◆ EXERCISE INSTRUCTIONS
Exactly as written, copy the lines of the data below from the first through the one containing "# test: identify the green ivy".

◆ SUPPLIED INFORMATION
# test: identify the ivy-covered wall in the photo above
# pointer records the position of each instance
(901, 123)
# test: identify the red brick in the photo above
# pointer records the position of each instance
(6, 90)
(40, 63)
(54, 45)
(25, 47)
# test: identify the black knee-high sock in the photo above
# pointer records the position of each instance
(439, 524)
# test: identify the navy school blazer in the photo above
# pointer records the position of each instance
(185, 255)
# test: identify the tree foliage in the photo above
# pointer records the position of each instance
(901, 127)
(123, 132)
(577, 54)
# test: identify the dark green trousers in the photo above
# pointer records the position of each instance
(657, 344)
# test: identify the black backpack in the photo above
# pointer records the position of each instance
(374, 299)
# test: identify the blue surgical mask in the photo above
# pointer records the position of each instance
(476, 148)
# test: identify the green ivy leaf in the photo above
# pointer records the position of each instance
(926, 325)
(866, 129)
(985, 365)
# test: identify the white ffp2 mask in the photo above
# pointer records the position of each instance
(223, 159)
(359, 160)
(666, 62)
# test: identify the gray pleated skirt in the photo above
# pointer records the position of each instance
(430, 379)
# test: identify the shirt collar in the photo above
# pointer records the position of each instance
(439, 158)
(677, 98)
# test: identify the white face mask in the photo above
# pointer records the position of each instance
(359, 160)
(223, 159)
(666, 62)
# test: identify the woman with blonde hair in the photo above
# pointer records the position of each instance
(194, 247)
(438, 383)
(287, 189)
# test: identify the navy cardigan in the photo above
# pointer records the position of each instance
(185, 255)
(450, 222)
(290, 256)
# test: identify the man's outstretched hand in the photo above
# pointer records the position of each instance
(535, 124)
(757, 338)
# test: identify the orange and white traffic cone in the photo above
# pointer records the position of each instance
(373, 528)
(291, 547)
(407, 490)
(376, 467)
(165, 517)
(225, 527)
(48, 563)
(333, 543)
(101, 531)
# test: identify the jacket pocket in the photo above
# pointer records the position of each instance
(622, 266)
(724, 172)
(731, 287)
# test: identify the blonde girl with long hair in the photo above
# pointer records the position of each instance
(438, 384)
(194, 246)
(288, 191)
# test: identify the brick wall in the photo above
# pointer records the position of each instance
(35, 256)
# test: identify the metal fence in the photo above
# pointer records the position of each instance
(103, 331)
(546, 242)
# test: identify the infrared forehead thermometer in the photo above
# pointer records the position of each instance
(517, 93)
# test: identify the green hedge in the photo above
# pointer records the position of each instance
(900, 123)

◆ FINISHED EXERCISE
# test: identify the ivy-covered wall in the photo above
# pointer records the position of each instance
(901, 123)
# test: identify the red brick in the photo above
# pointer records the position of each instance
(6, 90)
(40, 63)
(54, 45)
(25, 47)
# test: identify the black knee-high sock in the photo above
# pointer records the position of each instance
(439, 524)
# test: identify the navy school blazer in the photo above
# pointer records the position of each instance
(185, 255)
# test: identify the tree foliage in the photo above
# pointer records the position of each instance
(901, 127)
(123, 132)
(577, 54)
# test: identify the dark green trousers in the photo above
# pointer records the position of each instance
(657, 344)
# test: identify the black backpack in the photo above
# pointer records the position of each instance
(374, 299)
# test: identify the blue surgical mask in the photo above
# pointer records the position of each instance
(476, 148)
# test: identify the green ivy leaf in the photo above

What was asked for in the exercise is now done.